▶ Task description
Convert all of the material below into a numbered list with one line per item, and leave out any blank lines.

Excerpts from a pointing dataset
• • • •
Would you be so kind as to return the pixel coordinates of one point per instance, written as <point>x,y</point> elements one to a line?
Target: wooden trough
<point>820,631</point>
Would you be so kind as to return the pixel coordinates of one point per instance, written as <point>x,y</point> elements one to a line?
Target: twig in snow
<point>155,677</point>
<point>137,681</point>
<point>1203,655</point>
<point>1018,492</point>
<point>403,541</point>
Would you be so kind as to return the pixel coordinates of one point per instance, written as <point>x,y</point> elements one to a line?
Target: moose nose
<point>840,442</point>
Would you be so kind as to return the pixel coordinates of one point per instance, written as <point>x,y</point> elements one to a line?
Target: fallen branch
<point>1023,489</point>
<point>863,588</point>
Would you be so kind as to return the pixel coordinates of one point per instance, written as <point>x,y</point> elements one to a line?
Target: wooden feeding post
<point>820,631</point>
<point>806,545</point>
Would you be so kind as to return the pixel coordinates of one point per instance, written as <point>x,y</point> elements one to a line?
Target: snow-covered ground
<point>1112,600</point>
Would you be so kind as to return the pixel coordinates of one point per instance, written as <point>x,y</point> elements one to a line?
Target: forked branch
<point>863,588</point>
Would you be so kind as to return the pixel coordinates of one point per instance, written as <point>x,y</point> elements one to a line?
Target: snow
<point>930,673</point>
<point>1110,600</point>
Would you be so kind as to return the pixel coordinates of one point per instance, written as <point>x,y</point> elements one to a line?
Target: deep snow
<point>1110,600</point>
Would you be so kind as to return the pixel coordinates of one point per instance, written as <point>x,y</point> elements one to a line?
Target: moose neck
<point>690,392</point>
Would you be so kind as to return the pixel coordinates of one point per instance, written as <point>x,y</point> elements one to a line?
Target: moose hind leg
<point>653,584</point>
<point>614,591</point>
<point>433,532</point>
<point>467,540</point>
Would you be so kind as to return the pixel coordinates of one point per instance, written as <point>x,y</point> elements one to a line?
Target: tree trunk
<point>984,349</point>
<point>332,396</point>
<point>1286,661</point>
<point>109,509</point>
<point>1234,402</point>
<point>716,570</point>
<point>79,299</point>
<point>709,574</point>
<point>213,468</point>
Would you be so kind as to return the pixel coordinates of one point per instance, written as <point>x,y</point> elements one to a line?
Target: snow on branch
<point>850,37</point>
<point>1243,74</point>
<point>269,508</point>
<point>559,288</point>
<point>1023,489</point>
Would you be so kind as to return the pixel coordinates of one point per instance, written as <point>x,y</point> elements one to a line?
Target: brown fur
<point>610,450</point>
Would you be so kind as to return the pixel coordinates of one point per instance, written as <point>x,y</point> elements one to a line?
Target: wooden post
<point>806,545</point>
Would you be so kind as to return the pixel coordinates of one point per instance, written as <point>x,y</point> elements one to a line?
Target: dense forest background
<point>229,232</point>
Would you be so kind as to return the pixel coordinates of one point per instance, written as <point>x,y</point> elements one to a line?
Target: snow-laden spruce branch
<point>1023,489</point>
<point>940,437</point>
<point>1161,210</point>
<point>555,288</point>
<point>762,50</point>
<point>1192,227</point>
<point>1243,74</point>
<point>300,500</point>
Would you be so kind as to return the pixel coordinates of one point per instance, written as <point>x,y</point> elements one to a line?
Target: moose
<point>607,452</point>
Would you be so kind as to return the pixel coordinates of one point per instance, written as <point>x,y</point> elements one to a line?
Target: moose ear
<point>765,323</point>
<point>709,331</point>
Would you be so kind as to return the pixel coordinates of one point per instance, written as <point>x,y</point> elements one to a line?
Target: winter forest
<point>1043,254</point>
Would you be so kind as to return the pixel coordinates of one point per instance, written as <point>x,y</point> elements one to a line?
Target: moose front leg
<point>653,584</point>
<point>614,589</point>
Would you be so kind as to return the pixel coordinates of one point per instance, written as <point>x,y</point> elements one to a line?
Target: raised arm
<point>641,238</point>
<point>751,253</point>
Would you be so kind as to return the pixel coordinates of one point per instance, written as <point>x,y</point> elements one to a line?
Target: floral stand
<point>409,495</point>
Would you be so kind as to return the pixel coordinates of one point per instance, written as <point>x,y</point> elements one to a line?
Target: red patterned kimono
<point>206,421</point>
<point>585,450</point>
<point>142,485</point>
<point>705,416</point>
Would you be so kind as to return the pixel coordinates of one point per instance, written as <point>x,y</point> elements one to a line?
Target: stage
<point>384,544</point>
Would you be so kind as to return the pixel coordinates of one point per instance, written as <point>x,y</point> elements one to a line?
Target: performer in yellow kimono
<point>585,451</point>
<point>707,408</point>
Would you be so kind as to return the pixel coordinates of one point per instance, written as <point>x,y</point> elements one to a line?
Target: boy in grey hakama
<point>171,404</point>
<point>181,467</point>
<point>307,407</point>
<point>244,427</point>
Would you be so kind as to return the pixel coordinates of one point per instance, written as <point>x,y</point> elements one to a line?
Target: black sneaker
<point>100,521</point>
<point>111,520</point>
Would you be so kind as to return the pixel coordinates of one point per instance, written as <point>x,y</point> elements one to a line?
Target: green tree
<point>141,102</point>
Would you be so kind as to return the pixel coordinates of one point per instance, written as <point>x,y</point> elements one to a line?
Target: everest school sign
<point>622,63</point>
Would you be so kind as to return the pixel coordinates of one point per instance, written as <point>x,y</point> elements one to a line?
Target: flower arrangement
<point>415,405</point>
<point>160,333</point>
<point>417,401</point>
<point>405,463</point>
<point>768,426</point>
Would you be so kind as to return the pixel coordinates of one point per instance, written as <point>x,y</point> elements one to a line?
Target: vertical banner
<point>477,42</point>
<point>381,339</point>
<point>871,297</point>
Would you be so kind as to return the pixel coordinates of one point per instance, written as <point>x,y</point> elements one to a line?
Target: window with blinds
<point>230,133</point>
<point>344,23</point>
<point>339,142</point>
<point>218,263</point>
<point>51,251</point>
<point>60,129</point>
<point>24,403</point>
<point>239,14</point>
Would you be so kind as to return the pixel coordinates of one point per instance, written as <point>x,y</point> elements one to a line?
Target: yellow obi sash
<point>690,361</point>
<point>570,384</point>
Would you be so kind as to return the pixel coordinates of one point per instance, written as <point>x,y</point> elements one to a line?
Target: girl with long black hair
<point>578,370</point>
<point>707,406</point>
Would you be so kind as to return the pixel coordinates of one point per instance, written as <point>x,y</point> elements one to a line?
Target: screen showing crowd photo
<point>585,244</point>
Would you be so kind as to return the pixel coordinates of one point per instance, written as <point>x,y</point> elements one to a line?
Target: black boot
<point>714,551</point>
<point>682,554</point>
• • • •
▶ Task solution
1. Would you be so kind as to return the pixel coordinates of one point per instance, written as <point>x,y</point> elements one to a line?
2. Target: wooden trough
3. <point>820,631</point>
4. Would you be so kind as to return the pixel coordinates of one point per instance, written as <point>x,y</point> elements one to a line?
5. Target: twig in snow
6. <point>155,677</point>
7. <point>137,681</point>
8. <point>1203,655</point>
9. <point>1018,492</point>
10. <point>403,541</point>
11. Would you be so kind as to return the pixel coordinates of one point per instance, written as <point>x,y</point> elements one to a line?
12. Target: moose nose
13. <point>840,442</point>
14. Would you be so kind as to return the pixel coordinates of one point per instance, written as <point>x,y</point> elements one to a line?
15. Target: fallen branch
16. <point>1023,489</point>
17. <point>863,588</point>
18. Would you be so kind as to return the pixel coordinates of one point per instance, written as <point>x,y</point> elements one to a line?
19. Target: wooden feeding post
20. <point>820,631</point>
21. <point>806,545</point>
22. Would you be so kind as to return the pixel coordinates of one point per instance, written as <point>x,y</point> elements one to a line?
23. Target: snow-covered ground
24. <point>1112,600</point>
25. Would you be so kind as to return the pixel coordinates of one point per instance, written as <point>x,y</point> elements one to a line?
26. Target: forked branch
27. <point>863,588</point>
28. Would you be so kind as to return the pixel coordinates of one point per instance, written as <point>x,y</point> elements one to a line?
29. Target: snow
30. <point>930,673</point>
31. <point>1110,600</point>
32. Would you be so kind as to return the pixel coordinates of one point per instance, written as <point>x,y</point> elements one to a line?
33. Target: deep snow
34. <point>1110,600</point>
35. Would you be so kind as to return the pixel coordinates of one point per instance, written as <point>x,y</point> elements one to a line?
36. Target: moose neck
37. <point>690,392</point>
38. Would you be so kind as to return the pixel coordinates of one point per instance, written as <point>x,y</point> elements one to a line?
39. Target: moose hind leg
40. <point>653,584</point>
41. <point>614,591</point>
42. <point>433,532</point>
43. <point>467,540</point>
44. Would you be so kind as to return the pixel coordinates of one point per instance, written as <point>x,y</point> elements one to a line?
45. Target: tree trunk
46. <point>984,349</point>
47. <point>332,396</point>
48. <point>1286,661</point>
49. <point>109,509</point>
50. <point>1234,402</point>
51. <point>716,570</point>
52. <point>79,299</point>
53. <point>709,574</point>
54. <point>213,468</point>
55. Would you be so kind as to return the pixel coordinates of one point per instance, written as <point>x,y</point> elements one to a line?
56. Target: snow on branch
57. <point>850,37</point>
58. <point>1243,74</point>
59. <point>269,508</point>
60. <point>559,288</point>
61. <point>1023,489</point>
62. Would you be so kind as to return the pixel coordinates of one point per instance, written as <point>x,y</point> elements one to a line?
63. Target: brown fur
64. <point>610,450</point>
65. Would you be so kind as to return the pixel coordinates of one point per instance, written as <point>x,y</point> elements one to a line?
66. Target: wooden post
67. <point>806,545</point>
68. Would you be so kind as to return the pixel coordinates of one point per instance, written as <point>x,y</point> elements one to a line?
69. Target: dense forest background
70. <point>229,232</point>
71. Would you be so kind as to return the pixel coordinates of one point per instance, written as <point>x,y</point> elements one to a line?
72. Target: snow-laden spruce branch
73. <point>1023,489</point>
74. <point>940,437</point>
75. <point>1161,210</point>
76. <point>555,288</point>
77. <point>762,50</point>
78. <point>1192,227</point>
79. <point>1243,74</point>
80. <point>300,500</point>
81. Would you be so kind as to return the pixel coordinates of one point per instance, written as <point>x,y</point> elements one to a line?
82. Target: moose
83. <point>607,452</point>
84. Would you be so kind as to return the pixel coordinates of one point per instance, written as <point>x,y</point> elements one to a line?
85. Target: moose ear
86. <point>765,323</point>
87. <point>709,331</point>
88. Would you be so kind as to return the pixel coordinates of one point per instance, written as <point>x,y</point> elements one to a line?
89. Target: winter forest
90. <point>1043,254</point>
91. Would you be so kind as to return the pixel coordinates of one point per instance, written as <point>x,y</point> elements one to a line?
92. Target: moose front leg
93. <point>653,584</point>
94. <point>614,589</point>
95. Would you be so kind as to return the pixel coordinates of one point per instance, written as <point>x,y</point> elements one to a line?
96. Target: raised arm
97. <point>641,238</point>
98. <point>751,253</point>
99. Would you be so kind as to return the pixel coordinates of one point per instance, written as <point>x,y</point> elements one to a line?
100. Target: floral stand
101. <point>409,495</point>
102. Would you be so kind as to return the pixel coordinates of one point per instance, written as <point>x,y</point> elements one to a line?
103. Target: red patterned kimono
104. <point>206,421</point>
105. <point>585,450</point>
106. <point>142,485</point>
107. <point>705,416</point>
108. Would you be so kind as to return the pixel coordinates of one point per instance, written as <point>x,y</point> elements one to a line?
109. Target: stage
110. <point>384,544</point>
111. Would you be so kind as to return the pixel coordinates of one point per instance, written as <point>x,y</point> elements one to a line?
112. Target: performer in yellow kimono
113. <point>585,451</point>
114. <point>707,408</point>
115. Would you be so kind as to return the pixel coordinates of one point per instance, written as <point>x,y</point> elements one to a line?
116. Target: boy in grey hakama
117. <point>171,404</point>
118. <point>181,467</point>
119. <point>307,407</point>
120. <point>244,427</point>
121. Would you be so kind as to return the pixel coordinates of one point per instance, written as <point>x,y</point> elements one to a line?
122. Target: black sneaker
123. <point>100,521</point>
124. <point>111,520</point>
125. Would you be so kind as to return the pixel coordinates of one point per instance, written as <point>x,y</point> elements one to a line?
126. Target: green tree
127. <point>141,102</point>
128. Would you be so kind as to return the pixel coordinates of one point per instance, written as <point>x,y</point> elements one to a line?
129. Target: everest school sign
130. <point>622,63</point>
131. Would you be so kind as to return the pixel coordinates of one point per instance, written as <point>x,y</point> elements one to a line?
132. Target: flower arrangement
133. <point>415,405</point>
134. <point>160,333</point>
135. <point>417,401</point>
136. <point>405,463</point>
137. <point>768,426</point>
138. Would you be so kind as to return the pixel coordinates of one point per instance, written as <point>x,y</point> elements one to a line?
139. Target: vertical banner
140. <point>477,42</point>
141. <point>381,339</point>
142. <point>871,297</point>
143. Would you be so kind as to return the pixel coordinates of one point per instance, written as <point>x,y</point> elements one to a line?
144. Target: window with blinds
145. <point>230,133</point>
146. <point>344,23</point>
147. <point>339,142</point>
148. <point>218,263</point>
149. <point>51,251</point>
150. <point>60,129</point>
151. <point>24,403</point>
152. <point>239,14</point>
153. Would you be so kind as to return the pixel coordinates of one point per instance, written as <point>x,y</point> elements one to a line?
154. Target: yellow obi sash
155. <point>690,361</point>
156. <point>570,384</point>
157. Would you be so kind as to return the pixel coordinates of one point per instance, written as <point>x,y</point> elements one to a line?
158. Target: girl with long black hair
159. <point>578,370</point>
160. <point>707,406</point>
161. Would you be so kind as to return the pixel coordinates of one point per instance, written as <point>x,y</point> elements one to a line?
162. Target: screen showing crowd photo
163. <point>585,244</point>
164. Would you be so kind as to return the pixel coordinates of one point per instance, written as <point>x,y</point> elements one to a line?
165. Target: black boot
166. <point>714,551</point>
167. <point>682,554</point>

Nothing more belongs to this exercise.